Transcribe every line of the records below exactly, leaving out the pictures.

*** RECORDS TO USE ***

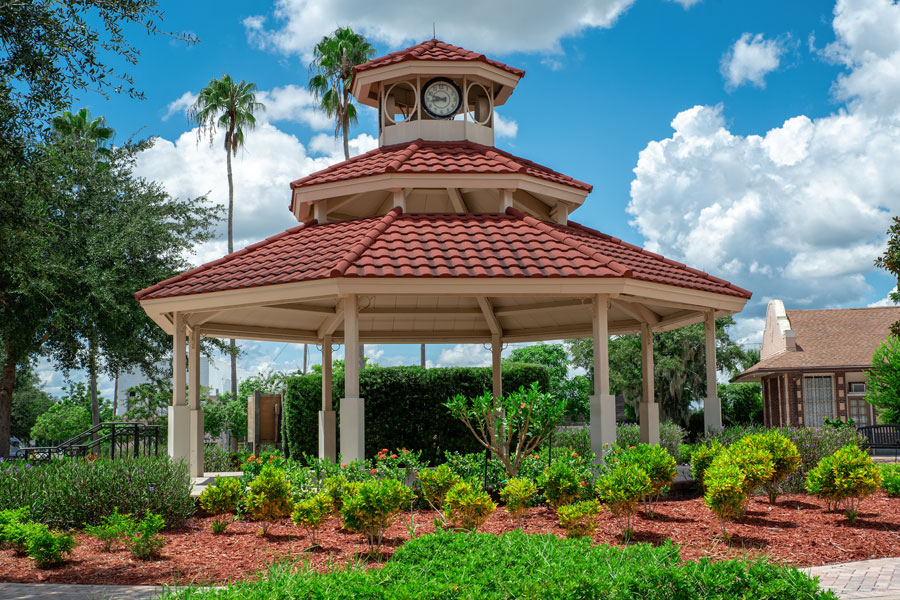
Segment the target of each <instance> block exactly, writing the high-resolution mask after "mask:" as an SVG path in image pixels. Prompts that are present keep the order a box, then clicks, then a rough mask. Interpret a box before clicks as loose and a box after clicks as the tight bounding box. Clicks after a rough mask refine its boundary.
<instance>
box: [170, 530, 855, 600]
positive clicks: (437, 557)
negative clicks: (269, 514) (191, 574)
mask: <svg viewBox="0 0 900 600" xmlns="http://www.w3.org/2000/svg"><path fill="white" fill-rule="evenodd" d="M298 571H299V572H298ZM164 597H165V598H166V600H173V599H175V598H178V599H183V600H186V599H187V598H190V599H192V600H212V599H215V600H238V599H240V600H268V599H269V598H319V599H326V598H327V599H335V600H336V599H341V600H345V599H346V600H349V599H351V598H373V599H378V600H401V599H403V600H406V599H410V598H416V599H417V600H438V599H450V598H454V599H455V598H459V599H473V598H477V599H478V600H508V599H511V598H521V599H534V600H537V599H548V600H551V599H553V600H557V599H558V600H565V599H573V600H574V599H576V598H578V599H580V598H584V599H587V598H603V599H605V600H607V599H608V600H633V599H635V598H640V599H641V600H672V599H686V600H687V599H689V600H719V599H723V598H735V599H744V600H747V599H750V598H765V599H766V600H798V599H801V598H802V599H803V600H836V599H837V596H835V594H834V593H833V592H830V591H825V590H821V589H819V587H818V585H817V584H816V582H815V581H813V580H812V579H811V578H810V576H809V575H807V574H806V573H803V572H802V571H800V570H798V569H796V568H793V567H790V566H786V565H782V564H777V563H770V562H767V561H765V559H753V560H748V559H746V558H744V559H740V560H721V561H714V562H713V561H710V560H708V559H703V560H700V561H692V560H684V561H683V560H682V558H681V556H680V552H679V550H678V546H676V545H674V544H671V543H668V542H666V543H663V544H660V545H659V546H655V547H654V546H652V545H650V544H632V545H629V546H625V547H616V546H609V545H606V544H599V545H593V544H592V543H591V541H590V540H587V539H572V540H566V539H559V538H557V537H556V536H555V535H529V534H523V533H522V532H519V531H514V532H511V533H506V534H503V535H492V534H475V535H465V536H460V535H453V534H452V533H449V532H444V533H437V534H434V535H427V536H421V537H419V538H416V539H415V540H412V541H410V542H408V543H406V544H404V545H403V546H402V547H401V548H398V549H397V550H396V551H395V552H394V554H393V555H392V557H391V560H389V561H386V562H385V563H384V566H383V567H382V568H379V569H364V568H359V567H358V566H355V565H353V566H347V567H335V568H332V569H328V570H327V571H325V572H321V573H319V572H316V571H315V570H313V569H311V568H304V567H300V568H298V566H297V565H296V564H295V563H294V562H293V561H285V562H275V563H274V564H273V565H272V566H271V567H270V568H269V571H268V572H267V573H264V574H261V576H260V577H258V578H252V579H249V580H246V581H241V582H237V583H235V584H233V585H232V586H228V587H226V588H225V589H209V588H193V589H191V588H188V589H183V588H182V589H178V590H173V591H171V592H169V593H168V595H166V596H164Z"/></svg>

*** End of RECORDS TO USE ***

(RESULT OF THIS TASK):
Segment the target of each <instance> block exactly, writing the high-resolution mask after "mask:" as an SVG path in image pixels. Prompts that are present keep the order a box, then clicks, then a rough mask. Interpret a box before clicks as loose and a box after clicks as the tight bounding box. Clicks after a rough mask refine its boundary.
<instance>
box: [170, 530, 855, 600]
positive clicks: (437, 557)
negative clicks: (269, 514) (191, 574)
mask: <svg viewBox="0 0 900 600" xmlns="http://www.w3.org/2000/svg"><path fill="white" fill-rule="evenodd" d="M298 571H299V572H298ZM164 597H165V598H166V600H173V599H175V598H178V599H183V600H186V599H187V598H190V599H192V600H212V599H215V600H238V599H240V600H268V599H269V598H319V599H326V598H327V599H335V600H336V599H341V600H345V599H346V600H349V599H351V598H373V599H378V600H401V599H403V600H406V599H410V598H416V599H417V600H438V599H450V598H454V599H455V598H459V599H473V598H477V599H478V600H508V599H511V598H521V599H534V600H537V599H548V600H551V599H553V600H557V599H558V600H565V599H573V600H574V599H576V598H578V599H580V598H584V599H587V598H603V599H605V600H607V599H608V600H633V599H635V598H640V599H641V600H672V599H686V600H687V599H689V600H719V599H723V598H735V599H744V600H747V599H750V598H765V599H766V600H798V599H801V598H802V599H803V600H836V599H837V596H835V594H834V593H833V592H830V591H825V590H821V589H819V587H818V585H817V584H816V582H815V581H813V580H812V579H811V578H810V576H809V575H807V574H806V573H803V572H802V571H800V570H798V569H796V568H793V567H790V566H786V565H782V564H777V563H770V562H767V561H765V559H753V560H748V559H746V558H744V559H740V560H721V561H714V562H713V561H710V560H708V559H703V560H700V561H692V560H684V561H683V560H682V558H681V556H680V552H679V550H678V546H676V545H674V544H671V543H668V542H666V543H663V544H660V545H659V546H655V547H654V546H652V545H650V544H632V545H629V546H625V547H616V546H609V545H606V544H599V545H593V544H592V543H591V541H590V540H587V539H572V540H566V539H559V538H557V537H556V536H555V535H529V534H523V533H522V532H519V531H514V532H511V533H506V534H503V535H492V534H475V535H465V536H460V535H453V534H452V533H449V532H444V533H437V534H434V535H427V536H421V537H419V538H416V539H415V540H412V541H410V542H408V543H406V544H404V545H403V546H402V547H401V548H398V549H397V550H396V551H395V552H394V554H393V555H392V557H391V560H389V561H386V562H385V563H384V566H383V567H382V568H379V569H364V568H359V567H358V566H355V565H353V566H347V567H335V568H332V569H328V570H327V571H325V572H321V573H319V572H316V571H315V570H313V569H311V568H304V567H300V568H298V566H297V565H296V564H295V563H294V562H293V561H285V562H275V563H274V564H273V565H272V566H271V567H270V568H269V571H268V572H267V573H264V574H261V576H260V577H258V578H252V579H249V580H246V581H241V582H237V583H235V584H233V585H232V586H228V587H226V588H225V589H209V588H193V589H191V588H188V589H183V588H182V589H178V590H173V591H171V592H169V593H168V595H166V596H164Z"/></svg>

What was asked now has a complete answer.